■ SET EXERCISE ■
Please copy out, without any change, the lines running from the line that contains "bokeh background in the photo above." through the end of the records.

=== RAW DATA ===

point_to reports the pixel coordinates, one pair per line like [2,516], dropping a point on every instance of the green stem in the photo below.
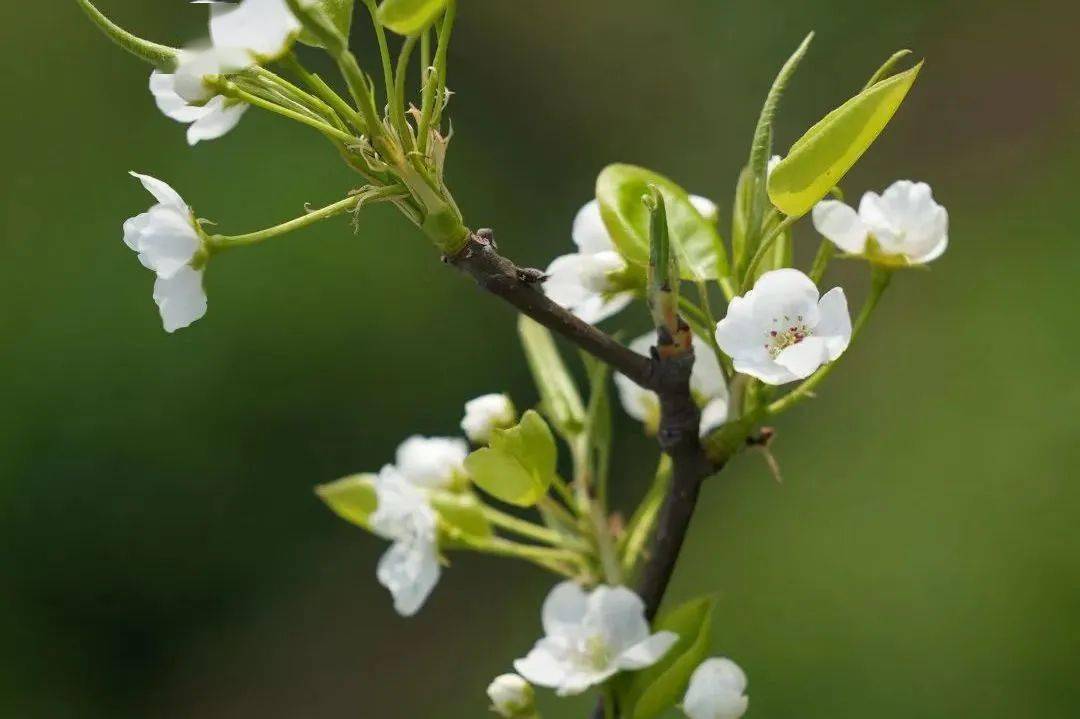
[879,282]
[225,242]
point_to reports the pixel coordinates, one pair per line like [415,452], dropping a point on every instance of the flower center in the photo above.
[785,331]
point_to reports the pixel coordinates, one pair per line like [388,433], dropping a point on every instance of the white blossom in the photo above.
[717,691]
[208,116]
[706,385]
[590,637]
[167,242]
[265,28]
[904,221]
[486,414]
[782,330]
[511,696]
[409,568]
[432,462]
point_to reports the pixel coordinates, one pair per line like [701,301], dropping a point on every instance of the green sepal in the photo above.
[339,13]
[648,693]
[819,159]
[161,56]
[409,16]
[518,466]
[694,240]
[351,498]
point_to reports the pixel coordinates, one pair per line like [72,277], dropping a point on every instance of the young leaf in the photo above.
[161,56]
[352,498]
[409,16]
[559,399]
[819,159]
[339,13]
[518,466]
[696,241]
[651,691]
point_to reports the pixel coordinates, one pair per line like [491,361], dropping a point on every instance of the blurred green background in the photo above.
[161,551]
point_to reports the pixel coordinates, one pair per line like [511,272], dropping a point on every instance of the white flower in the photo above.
[904,222]
[432,462]
[266,28]
[781,331]
[511,696]
[716,691]
[706,384]
[590,638]
[167,241]
[208,116]
[581,282]
[485,414]
[409,568]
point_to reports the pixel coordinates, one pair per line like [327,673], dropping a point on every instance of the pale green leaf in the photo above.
[651,691]
[696,241]
[409,16]
[161,56]
[819,159]
[559,398]
[352,498]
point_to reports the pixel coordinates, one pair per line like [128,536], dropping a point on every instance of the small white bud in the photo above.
[511,696]
[486,414]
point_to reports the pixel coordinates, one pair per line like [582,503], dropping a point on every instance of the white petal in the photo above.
[619,614]
[180,298]
[431,462]
[705,207]
[840,225]
[716,691]
[648,652]
[804,358]
[589,232]
[541,666]
[264,27]
[834,325]
[162,191]
[564,610]
[410,571]
[218,118]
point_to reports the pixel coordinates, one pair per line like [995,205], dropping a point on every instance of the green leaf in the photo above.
[352,498]
[462,512]
[518,466]
[161,56]
[339,13]
[819,159]
[559,399]
[409,16]
[696,241]
[651,691]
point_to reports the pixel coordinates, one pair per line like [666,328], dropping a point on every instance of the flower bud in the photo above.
[483,415]
[511,696]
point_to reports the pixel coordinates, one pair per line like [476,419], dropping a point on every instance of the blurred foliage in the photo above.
[162,553]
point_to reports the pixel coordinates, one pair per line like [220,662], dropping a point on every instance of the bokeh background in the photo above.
[162,553]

===

■ ANSWER BELOW ■
point_to reports the pixel coordinates, one pair per line like [220,662], dropping a point on every instance of the bokeh background in the photo above.
[162,553]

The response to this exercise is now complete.